§ Provided passage:
****************

# Work problem 2

1. Mar 13, 2010

### cyspope

1. The problem statement, all variables and given/known data

71. A paratrooper fell 370 m after jumping from an aircraft without his parachute opening. He landed in a snowbank, creating a crater 1.1 m deep. Assuming the paratrooper's mass was 80 kg and his terminal velocity was 30 m/s, estimate : a) the work done by the snow in bringing him to rest; b) the average force exerted on him by the snow to stop him; c) the work done on him by air resistance as he fell.

A. a) -36000 J , b) -3300 N , c) -250000 J

2. Relevant equations
W = mgh = Fdsin$$\theta$$= $$\frac{1}{2}$$mv$$^{2}$$

3. The attempt at a solution
a) I got a) by using .5mv$$^{2}$$. However, I don't know how to get b) and c)

2. Mar 13, 2010

### godtripp

what's making the paratrooper fall? Force by gravity. So to stop him what force must be applied? Think of newtons third law.

What is work? work is force times distance. The distance is the depth of the crater, what is the work?

3. Mar 14, 2010

### PhanthomJay

Where are these answers coming from? None are correct........

4. Mar 14, 2010

### cyspope

newton's third law is about action and reaction, isn't it?

****************

§ Material shown:
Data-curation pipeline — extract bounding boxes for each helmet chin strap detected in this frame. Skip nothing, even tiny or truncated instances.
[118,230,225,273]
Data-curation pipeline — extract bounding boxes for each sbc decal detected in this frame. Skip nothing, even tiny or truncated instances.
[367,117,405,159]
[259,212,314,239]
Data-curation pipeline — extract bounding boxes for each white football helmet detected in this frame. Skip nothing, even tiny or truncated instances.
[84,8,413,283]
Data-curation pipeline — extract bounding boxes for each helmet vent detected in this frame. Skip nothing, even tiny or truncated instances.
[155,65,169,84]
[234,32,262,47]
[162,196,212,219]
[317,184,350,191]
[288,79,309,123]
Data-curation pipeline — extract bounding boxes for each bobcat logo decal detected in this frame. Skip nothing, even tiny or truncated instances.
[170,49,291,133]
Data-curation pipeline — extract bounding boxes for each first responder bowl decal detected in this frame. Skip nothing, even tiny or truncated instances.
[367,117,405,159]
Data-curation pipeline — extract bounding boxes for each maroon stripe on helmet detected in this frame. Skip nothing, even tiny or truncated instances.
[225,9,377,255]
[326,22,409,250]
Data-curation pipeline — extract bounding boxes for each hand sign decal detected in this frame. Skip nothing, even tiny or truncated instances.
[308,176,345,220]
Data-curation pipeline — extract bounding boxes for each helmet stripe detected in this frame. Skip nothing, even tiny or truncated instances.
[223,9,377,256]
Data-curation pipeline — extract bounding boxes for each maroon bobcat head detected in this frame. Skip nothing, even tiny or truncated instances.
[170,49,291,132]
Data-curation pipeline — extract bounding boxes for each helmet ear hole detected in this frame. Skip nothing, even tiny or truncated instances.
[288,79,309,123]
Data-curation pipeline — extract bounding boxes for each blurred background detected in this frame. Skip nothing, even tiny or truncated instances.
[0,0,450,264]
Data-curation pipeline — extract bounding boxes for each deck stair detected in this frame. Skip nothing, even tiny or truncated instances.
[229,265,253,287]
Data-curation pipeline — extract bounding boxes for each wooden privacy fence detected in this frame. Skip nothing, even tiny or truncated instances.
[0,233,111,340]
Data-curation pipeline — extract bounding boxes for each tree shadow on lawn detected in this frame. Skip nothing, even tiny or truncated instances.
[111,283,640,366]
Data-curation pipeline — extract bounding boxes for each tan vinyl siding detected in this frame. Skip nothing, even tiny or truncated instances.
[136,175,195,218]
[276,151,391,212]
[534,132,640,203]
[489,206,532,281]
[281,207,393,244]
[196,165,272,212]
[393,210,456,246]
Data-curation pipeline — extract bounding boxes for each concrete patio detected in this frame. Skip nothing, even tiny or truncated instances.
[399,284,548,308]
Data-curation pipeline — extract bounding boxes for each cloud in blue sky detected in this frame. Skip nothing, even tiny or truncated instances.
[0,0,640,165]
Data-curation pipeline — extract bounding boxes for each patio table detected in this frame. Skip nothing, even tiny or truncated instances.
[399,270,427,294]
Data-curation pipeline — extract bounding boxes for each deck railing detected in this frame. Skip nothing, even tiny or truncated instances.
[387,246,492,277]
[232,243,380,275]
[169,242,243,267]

****************

§ Objectives:
1) Summarize the paratrooper forum thread in two sentences.
2) Please extend the paratrooper forum thread, picking up after its final post.
The records have no connection to the text.

§ Answers by task:
1) A forum user posts a problem about an 80 kg paratrooper who fell 370 m without an open parachute into a snowbank, leaving a crater 1.1 m deep, and asks for the work done by the snow, the average force of the snow, and the work done by air resistance, noting that part a was solved with one-half mv squared but parts b and c were not. One reply points to gravity, Newton's third law, and work as force times the crater depth, another says none of the listed answers are correct, and the original poster asks whether Newton's third law is about action and reaction.

2)
this is what i did for b)
W = Fdsin$$\theta$$ = 80 * 9.8 * 1.1 = 862.4 Joule

However, this is wrong because my answer is different from the given answers.

5. Mar 14, 2010

### PhanthomJay

your answer and the given answers are incorrect. The net work done on the 'trooper in bringing him to rest is his change in KE. The net work includes the work done by the snow and the work done by gravity. Once you calculate the work fone by the snow, then the force of the snow on the trooper can be calculated using the definition of work. Are you familiar with conservation of energy equations? Otherwise, you'll have to use the kinematic equations and newtons laws.

6. Mar 14, 2010

### godtripp

What is work?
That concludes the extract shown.